Problem description –
Gather every line of the items below that contains the string "positive". Case matters.

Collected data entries
******

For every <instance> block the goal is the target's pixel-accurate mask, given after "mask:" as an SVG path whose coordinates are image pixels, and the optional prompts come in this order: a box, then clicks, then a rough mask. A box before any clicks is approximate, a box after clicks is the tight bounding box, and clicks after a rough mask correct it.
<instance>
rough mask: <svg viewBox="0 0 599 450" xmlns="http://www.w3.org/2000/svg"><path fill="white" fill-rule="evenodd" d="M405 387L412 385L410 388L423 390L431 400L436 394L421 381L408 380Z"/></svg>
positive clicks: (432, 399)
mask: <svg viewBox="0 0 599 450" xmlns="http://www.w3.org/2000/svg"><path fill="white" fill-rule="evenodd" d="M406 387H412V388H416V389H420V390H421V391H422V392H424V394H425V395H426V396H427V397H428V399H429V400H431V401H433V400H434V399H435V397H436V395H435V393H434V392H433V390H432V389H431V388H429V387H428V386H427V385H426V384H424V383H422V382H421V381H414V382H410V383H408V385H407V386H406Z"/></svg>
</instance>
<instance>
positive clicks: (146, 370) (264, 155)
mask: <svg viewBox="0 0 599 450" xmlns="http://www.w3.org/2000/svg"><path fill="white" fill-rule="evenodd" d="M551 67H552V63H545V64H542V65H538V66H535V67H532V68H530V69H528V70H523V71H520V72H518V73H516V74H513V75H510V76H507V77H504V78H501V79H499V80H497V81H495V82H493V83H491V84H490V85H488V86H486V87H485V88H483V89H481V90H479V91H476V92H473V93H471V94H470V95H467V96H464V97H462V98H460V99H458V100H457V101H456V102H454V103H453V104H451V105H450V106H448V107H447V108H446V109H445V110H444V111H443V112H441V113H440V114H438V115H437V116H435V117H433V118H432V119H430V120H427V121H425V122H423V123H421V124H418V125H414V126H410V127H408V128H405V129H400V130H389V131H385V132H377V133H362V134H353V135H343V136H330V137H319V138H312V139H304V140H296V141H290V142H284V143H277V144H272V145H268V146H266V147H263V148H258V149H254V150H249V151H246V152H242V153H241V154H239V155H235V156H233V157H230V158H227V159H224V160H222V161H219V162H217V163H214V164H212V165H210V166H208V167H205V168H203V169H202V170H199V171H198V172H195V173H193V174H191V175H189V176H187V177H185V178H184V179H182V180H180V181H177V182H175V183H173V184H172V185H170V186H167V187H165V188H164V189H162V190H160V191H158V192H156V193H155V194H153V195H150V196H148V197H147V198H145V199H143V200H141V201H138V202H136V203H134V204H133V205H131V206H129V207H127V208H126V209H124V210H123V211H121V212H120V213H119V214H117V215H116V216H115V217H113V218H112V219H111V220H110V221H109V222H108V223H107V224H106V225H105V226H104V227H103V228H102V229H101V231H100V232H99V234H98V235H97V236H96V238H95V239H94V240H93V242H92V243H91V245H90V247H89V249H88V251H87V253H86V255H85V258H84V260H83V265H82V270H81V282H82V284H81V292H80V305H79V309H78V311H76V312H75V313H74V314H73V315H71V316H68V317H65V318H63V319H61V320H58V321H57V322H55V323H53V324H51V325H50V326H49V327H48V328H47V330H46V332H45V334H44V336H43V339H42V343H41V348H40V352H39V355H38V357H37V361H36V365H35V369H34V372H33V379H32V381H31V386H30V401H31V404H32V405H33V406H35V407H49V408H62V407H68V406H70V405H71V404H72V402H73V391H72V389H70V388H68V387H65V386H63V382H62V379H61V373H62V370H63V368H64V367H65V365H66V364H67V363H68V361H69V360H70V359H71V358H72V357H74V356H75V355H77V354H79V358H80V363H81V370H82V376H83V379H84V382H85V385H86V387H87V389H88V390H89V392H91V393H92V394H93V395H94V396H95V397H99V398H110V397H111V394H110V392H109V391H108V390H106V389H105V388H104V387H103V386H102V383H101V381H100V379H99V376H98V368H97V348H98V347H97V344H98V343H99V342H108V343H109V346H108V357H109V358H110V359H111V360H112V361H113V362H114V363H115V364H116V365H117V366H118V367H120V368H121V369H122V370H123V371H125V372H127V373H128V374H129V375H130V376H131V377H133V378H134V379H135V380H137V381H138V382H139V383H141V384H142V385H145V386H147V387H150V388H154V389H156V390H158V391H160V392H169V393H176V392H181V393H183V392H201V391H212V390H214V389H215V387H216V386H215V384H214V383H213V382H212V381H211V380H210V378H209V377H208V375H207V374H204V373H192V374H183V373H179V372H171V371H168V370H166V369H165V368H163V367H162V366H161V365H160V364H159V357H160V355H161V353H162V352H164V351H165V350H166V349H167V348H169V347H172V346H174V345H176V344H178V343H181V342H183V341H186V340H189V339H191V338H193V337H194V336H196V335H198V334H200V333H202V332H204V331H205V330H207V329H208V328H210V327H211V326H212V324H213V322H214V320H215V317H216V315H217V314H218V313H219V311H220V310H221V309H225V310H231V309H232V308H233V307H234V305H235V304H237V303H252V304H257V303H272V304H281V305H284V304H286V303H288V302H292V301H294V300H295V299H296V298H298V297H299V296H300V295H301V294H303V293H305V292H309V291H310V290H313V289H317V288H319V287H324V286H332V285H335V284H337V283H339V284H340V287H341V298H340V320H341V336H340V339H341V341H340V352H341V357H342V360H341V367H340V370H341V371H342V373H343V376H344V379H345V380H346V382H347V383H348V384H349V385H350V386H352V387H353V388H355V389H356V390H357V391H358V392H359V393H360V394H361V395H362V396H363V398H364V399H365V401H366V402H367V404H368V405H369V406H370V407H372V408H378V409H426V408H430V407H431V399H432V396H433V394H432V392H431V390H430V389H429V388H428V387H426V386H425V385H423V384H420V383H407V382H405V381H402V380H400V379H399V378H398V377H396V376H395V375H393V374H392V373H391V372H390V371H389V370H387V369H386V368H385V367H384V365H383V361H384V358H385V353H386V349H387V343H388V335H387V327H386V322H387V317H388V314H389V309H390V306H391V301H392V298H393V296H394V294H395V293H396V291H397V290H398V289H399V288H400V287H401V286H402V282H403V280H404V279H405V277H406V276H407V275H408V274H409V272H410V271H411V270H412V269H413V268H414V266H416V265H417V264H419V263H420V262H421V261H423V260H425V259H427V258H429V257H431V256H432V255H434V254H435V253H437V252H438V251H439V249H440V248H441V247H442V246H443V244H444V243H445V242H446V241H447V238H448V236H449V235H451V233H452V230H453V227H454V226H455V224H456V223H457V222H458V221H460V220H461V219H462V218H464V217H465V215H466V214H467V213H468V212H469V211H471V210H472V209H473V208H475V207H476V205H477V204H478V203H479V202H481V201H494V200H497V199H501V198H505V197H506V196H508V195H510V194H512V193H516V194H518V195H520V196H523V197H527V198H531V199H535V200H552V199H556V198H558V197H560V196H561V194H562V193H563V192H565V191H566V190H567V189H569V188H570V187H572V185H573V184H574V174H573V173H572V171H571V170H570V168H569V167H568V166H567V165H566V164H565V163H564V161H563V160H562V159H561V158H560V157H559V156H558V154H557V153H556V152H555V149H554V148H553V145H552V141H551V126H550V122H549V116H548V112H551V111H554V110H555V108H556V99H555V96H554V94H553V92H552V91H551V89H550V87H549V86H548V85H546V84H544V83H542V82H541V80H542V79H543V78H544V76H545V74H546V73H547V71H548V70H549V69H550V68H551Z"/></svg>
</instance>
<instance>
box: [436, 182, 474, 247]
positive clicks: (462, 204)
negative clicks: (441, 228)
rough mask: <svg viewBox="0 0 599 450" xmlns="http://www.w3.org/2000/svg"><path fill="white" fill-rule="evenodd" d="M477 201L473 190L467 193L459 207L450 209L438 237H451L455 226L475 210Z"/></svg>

******

Response to the task –
positive clicks: (432, 399)
positive clicks: (146, 370) (264, 155)
positive clicks: (462, 204)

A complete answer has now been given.